* Job
Please duplicate, word for word, the passage in the text on fresh shelling beans that opens with the words containing "At the moment, my" and closes with "of their pods.".

* Text provided
---
If you don't know the glory of fresh shelling beans, it's high time you learned. Now is their moment; you really don't have any time to waste. Shell beans are at their height in your farmers' market, as is the last of the corn, which will initiate you into the mysteries of succotash -- and I'm not talking about the nasty packets of frozen stuff you were forced to eat as a child.
At the moment, my favorite shelling bean is the lima bean. It's no wonder that some varieties are referred to as "butter beans," especially in the South. They are so tender, so starchy-yet-creamy, so perfect. Yes, yes, I know all about your childhood trauma and how much you hated them, there on the plate next to the overcooked liver and how you had to sneak all of it to the dog in order to get your Kit-Kat bar. Yeah, me too. It's time for us to get over it. We have now evolved to the point where we like the lima beans better than the Kit-Kat bar, especially when they're fresh. Even if it may cost a manicure or two to get them out of their pods.
While fresh peas probably still reign supreme in my legume affections, I prefer fresh lima beans to cranberry beans, although I love the little red-splotched guys too. But it's the texture of the butter beans that wins me over. With these beauties, it's important not to err on the side of undercooking -- you don't want even one bean that is gritty or crumbly rather than meltingly tender.
Vegetables like fresh lima beans provide the perfect opportunity to slow down. Instead of using pre-washed salad greens and pre-peeled garlic and frozen vegetables and all those other conveniences on which we rely at times in the name of getting a meal on the table, today you can decide that you will slowly, meditatively take the time needed to choose the best, firmest green pods. Then you start shelling, working your way through a couple of pounds of the twistilinear hulls, noticing that your yield of beans is, sadly, quite a bit smaller than the growing pile of spent pods next to you. You have to figure out the best way to open them -- can you slit one side with a fingernail, and pop out the beans? Sometimes these bean-husks are too resistant for that, and you have to break off an end, and see if you can peel a thread of membrane along one side to get the pod open. And other times you just have to fight and wrestle with it until you can get those babies out of there, slightly bruised or nicked but none the less delicious for that.
---
(Segmentation data)
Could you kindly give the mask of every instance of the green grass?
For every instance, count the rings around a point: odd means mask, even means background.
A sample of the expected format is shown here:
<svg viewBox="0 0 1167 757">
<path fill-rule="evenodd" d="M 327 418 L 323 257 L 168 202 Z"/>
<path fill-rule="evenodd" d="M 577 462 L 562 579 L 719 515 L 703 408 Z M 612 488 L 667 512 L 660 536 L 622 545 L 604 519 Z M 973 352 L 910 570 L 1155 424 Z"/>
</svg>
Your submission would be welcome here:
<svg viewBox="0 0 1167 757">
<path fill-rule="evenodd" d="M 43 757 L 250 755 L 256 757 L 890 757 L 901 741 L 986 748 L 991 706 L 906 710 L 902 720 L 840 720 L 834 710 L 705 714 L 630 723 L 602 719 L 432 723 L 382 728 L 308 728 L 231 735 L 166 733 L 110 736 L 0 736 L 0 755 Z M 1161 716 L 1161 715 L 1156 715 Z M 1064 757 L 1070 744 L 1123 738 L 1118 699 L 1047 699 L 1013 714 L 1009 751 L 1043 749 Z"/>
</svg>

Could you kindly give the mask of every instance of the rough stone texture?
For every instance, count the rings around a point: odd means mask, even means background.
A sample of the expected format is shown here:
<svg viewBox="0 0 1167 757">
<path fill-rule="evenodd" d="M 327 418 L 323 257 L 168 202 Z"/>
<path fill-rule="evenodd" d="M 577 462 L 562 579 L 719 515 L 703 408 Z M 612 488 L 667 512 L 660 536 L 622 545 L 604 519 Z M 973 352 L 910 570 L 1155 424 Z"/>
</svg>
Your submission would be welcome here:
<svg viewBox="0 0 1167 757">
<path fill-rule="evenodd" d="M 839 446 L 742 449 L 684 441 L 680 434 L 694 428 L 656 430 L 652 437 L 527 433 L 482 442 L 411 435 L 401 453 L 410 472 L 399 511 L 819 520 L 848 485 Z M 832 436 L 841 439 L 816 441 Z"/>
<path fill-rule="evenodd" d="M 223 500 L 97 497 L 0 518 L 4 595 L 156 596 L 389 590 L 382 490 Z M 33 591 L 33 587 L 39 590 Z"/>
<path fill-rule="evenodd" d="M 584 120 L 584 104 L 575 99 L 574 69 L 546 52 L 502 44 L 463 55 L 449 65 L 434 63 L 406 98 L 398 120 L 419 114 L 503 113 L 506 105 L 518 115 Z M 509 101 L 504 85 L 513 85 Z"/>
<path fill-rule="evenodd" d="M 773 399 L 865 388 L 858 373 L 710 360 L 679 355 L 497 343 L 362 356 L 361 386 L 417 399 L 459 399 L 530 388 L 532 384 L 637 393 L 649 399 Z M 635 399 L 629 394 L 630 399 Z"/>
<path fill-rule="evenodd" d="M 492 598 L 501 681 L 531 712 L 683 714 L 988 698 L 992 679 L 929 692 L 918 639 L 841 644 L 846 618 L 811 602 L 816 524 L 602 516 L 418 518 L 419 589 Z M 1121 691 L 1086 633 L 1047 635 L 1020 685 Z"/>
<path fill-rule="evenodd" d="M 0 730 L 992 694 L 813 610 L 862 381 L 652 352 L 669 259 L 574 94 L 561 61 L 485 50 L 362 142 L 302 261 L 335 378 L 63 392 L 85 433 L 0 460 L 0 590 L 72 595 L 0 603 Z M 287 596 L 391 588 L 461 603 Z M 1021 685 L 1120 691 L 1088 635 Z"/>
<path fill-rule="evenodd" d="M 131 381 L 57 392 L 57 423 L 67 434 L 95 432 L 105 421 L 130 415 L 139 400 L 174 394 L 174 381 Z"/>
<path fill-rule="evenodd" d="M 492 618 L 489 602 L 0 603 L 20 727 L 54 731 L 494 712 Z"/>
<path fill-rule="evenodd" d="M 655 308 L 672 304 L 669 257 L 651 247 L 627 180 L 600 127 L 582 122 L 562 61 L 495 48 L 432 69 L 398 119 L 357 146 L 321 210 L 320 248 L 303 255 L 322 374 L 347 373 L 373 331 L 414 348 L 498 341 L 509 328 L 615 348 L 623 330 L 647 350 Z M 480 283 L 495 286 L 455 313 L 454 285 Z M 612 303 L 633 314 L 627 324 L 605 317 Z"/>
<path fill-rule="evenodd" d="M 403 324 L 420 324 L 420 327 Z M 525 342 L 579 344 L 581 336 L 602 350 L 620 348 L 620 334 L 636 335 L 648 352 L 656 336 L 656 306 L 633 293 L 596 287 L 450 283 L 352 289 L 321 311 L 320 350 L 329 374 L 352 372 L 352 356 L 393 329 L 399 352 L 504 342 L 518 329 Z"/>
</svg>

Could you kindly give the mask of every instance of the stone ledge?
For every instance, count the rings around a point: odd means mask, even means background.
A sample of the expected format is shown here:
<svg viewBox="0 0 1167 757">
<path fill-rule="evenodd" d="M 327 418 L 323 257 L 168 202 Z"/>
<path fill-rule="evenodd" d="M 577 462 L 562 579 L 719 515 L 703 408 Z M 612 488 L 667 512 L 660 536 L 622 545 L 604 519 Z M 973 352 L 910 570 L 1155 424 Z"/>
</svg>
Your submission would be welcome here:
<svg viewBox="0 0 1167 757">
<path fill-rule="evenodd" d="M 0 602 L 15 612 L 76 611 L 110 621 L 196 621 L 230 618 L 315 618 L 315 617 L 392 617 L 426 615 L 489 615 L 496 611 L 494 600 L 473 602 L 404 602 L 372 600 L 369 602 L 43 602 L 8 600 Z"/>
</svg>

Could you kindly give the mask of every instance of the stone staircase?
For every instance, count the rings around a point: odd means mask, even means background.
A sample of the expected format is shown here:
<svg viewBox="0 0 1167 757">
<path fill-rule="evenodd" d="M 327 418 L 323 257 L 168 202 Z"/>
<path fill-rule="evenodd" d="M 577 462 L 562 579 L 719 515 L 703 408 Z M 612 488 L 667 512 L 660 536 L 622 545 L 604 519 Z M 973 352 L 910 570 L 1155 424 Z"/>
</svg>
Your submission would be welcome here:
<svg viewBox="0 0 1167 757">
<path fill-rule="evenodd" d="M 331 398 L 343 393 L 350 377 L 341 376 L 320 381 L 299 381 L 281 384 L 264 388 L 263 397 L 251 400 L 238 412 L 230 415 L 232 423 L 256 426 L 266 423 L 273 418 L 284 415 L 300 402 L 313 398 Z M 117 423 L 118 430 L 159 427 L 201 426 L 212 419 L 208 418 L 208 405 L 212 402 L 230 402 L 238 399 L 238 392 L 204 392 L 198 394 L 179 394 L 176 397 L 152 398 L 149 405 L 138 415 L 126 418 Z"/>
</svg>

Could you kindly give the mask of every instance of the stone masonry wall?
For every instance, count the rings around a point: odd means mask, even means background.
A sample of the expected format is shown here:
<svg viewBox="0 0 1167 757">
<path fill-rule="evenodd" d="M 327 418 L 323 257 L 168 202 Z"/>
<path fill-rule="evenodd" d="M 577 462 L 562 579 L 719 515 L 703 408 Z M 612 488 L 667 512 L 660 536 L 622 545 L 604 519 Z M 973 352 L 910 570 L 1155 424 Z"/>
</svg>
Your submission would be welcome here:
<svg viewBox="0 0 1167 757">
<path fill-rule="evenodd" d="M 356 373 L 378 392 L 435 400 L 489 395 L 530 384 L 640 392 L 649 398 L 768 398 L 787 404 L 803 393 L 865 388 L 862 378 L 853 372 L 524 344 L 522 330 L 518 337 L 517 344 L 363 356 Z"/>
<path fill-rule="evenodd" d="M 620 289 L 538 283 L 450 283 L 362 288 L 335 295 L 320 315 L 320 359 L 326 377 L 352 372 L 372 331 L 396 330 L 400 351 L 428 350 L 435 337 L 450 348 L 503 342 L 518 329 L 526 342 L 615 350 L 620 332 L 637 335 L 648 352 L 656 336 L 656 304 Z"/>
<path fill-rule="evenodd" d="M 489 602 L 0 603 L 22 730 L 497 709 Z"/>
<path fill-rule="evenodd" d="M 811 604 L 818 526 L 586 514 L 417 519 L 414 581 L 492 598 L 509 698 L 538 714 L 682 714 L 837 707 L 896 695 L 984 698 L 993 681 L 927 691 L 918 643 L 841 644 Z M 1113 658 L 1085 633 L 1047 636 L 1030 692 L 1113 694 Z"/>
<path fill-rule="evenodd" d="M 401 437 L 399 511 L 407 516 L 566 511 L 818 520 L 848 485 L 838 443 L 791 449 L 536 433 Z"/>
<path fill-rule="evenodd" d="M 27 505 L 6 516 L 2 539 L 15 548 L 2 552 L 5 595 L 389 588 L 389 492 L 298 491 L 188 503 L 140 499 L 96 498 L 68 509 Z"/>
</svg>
---
* Written solution
At the moment, my favorite shelling bean is the lima bean. It's no wonder that some varieties are referred to as "butter beans," especially in the South. They are so tender, so starchy-yet-creamy, so perfect. Yes, yes, I know all about your childhood trauma and how much you hated them, there on the plate next to the overcooked liver and how you had to sneak all of it to the dog in order to get your Kit-Kat bar. Yeah, me too. It's time for us to get over it. We have now evolved to the point where we like the lima beans better than the Kit-Kat bar, especially when they're fresh. Even if it may cost a manicure or two to get them out of their pods.